---------- Segment de texte ----------
B.O comme un dieu d’Ugo Bienvenu

B.O a 772 ans et est le dernier représentant de son espèce, le dernier robot sexuel de la galaxie. Ses congénères ont tous disparu parce qu’ils étaient devenus trop dangereux pour la survie de l’humanité. Tellement performants, tellement inépuisables, tellement prêts à se plier aux moindres désirs de ces dames qu'elles préféraient, et de loin, coucher avec des robots plutôt qu’avec des hommes. Résultat, la natalité avait chuté de manière dramatique, ce qui avait poussé les pouvoirs publics à ordonner l’interdiction puis la destruction de ses jouets sexuels aux capacités hors normes.

Sauvé par sa propriétaire qui l’avait caché dans sa cave, B.O. doit constamment agir dans la clandestinité. Sans affect, sans morale ni tabou, il se déplace en toute discrétion chez ses fidèles clientes. Programmé pour satisfaire les moindres désirs, il sait à chaque instant ce qu’il doit faire, quel rythme prendre et quelle méthode utiliser pour procurer du plaisir à sa partenaire. Jamais de baisse de régime, capable tenir toute la nuit et de faire tout ce qu'on lui demande avec efficacité, cette machine à faire jouir inusable est LE sextoy ultime.
----------
#### Consigne
Extrayez tel quel, du texte sur B.O, le passage qui s'ouvre sur les mots contenant « Sauvé par sa » et se ferme sur « LE sextoy ultime. ».
---------- Enregistrements fournis ----------
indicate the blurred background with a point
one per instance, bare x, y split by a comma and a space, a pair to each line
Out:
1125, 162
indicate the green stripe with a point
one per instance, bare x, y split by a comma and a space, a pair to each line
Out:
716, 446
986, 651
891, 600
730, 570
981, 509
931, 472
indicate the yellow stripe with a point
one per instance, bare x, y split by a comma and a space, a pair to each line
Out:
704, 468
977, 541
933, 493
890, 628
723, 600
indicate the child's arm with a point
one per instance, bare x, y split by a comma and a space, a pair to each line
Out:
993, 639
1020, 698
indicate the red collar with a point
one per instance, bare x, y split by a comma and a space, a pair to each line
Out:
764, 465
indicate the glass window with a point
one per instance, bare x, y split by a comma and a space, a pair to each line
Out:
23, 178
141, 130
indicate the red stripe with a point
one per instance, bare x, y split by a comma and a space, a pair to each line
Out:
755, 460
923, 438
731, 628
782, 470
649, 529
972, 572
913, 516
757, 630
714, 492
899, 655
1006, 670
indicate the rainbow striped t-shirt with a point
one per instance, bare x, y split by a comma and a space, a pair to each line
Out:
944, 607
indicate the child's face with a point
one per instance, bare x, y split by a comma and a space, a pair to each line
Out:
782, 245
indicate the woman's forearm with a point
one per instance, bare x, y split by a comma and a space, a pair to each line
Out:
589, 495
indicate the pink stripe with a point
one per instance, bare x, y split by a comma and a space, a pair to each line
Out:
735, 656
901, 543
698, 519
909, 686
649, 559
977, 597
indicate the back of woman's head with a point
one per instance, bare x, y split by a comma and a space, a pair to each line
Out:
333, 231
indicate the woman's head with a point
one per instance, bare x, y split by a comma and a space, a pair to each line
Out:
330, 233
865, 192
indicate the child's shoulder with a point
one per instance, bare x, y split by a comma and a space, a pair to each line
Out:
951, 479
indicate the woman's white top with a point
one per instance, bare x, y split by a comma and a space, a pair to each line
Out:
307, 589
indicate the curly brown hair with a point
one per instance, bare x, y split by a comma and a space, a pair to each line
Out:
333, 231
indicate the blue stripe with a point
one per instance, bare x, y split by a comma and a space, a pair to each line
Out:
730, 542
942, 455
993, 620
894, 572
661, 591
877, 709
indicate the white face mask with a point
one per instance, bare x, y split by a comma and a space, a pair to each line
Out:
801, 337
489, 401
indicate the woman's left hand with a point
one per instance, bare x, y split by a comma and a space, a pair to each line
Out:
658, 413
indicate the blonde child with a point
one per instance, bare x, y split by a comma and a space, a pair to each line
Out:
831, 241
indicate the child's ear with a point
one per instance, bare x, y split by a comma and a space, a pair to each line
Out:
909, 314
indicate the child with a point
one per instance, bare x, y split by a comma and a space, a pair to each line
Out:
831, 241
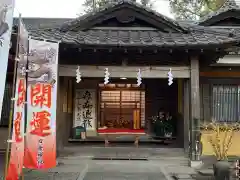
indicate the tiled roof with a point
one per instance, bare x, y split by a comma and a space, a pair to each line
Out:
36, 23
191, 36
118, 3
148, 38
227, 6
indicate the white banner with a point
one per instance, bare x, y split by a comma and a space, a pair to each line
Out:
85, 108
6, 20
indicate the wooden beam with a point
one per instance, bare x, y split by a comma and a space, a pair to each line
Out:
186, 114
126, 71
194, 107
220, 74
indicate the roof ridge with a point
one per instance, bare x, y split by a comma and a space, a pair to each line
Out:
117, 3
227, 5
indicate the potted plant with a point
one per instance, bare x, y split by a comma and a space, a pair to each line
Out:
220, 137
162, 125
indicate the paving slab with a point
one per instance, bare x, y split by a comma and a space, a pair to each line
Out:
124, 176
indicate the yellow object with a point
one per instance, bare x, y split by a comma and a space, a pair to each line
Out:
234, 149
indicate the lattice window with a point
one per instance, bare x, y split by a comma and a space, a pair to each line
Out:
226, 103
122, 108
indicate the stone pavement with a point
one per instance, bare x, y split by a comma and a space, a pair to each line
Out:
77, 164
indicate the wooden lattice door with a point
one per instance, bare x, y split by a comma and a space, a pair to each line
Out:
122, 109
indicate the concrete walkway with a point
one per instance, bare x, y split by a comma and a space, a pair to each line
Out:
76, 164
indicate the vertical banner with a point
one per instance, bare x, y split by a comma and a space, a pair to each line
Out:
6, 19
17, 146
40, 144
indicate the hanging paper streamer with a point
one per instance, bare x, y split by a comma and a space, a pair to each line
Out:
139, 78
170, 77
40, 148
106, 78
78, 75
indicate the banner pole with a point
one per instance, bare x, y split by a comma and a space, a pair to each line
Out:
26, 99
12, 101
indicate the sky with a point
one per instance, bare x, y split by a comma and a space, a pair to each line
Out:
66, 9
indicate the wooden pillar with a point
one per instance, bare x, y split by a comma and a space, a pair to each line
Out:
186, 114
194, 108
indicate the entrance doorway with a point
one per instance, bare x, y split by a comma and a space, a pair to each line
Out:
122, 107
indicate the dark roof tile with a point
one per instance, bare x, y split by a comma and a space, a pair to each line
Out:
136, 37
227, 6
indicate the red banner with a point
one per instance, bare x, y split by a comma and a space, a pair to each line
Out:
----------
#### Réponse attendue
Sauvé par sa propriétaire qui l’avait caché dans sa cave, B.O. doit constamment agir dans la clandestinité. Sans affect, sans morale ni tabou, il se déplace en toute discrétion chez ses fidèles clientes. Programmé pour satisfaire les moindres désirs, il sait à chaque instant ce qu’il doit faire, quel rythme prendre et quelle méthode utiliser pour procurer du plaisir à sa partenaire. Jamais de baisse de régime, capable tenir toute la nuit et de faire tout ce qu'on lui demande avec efficacité, cette machine à faire jouir inusable est LE sextoy ultime.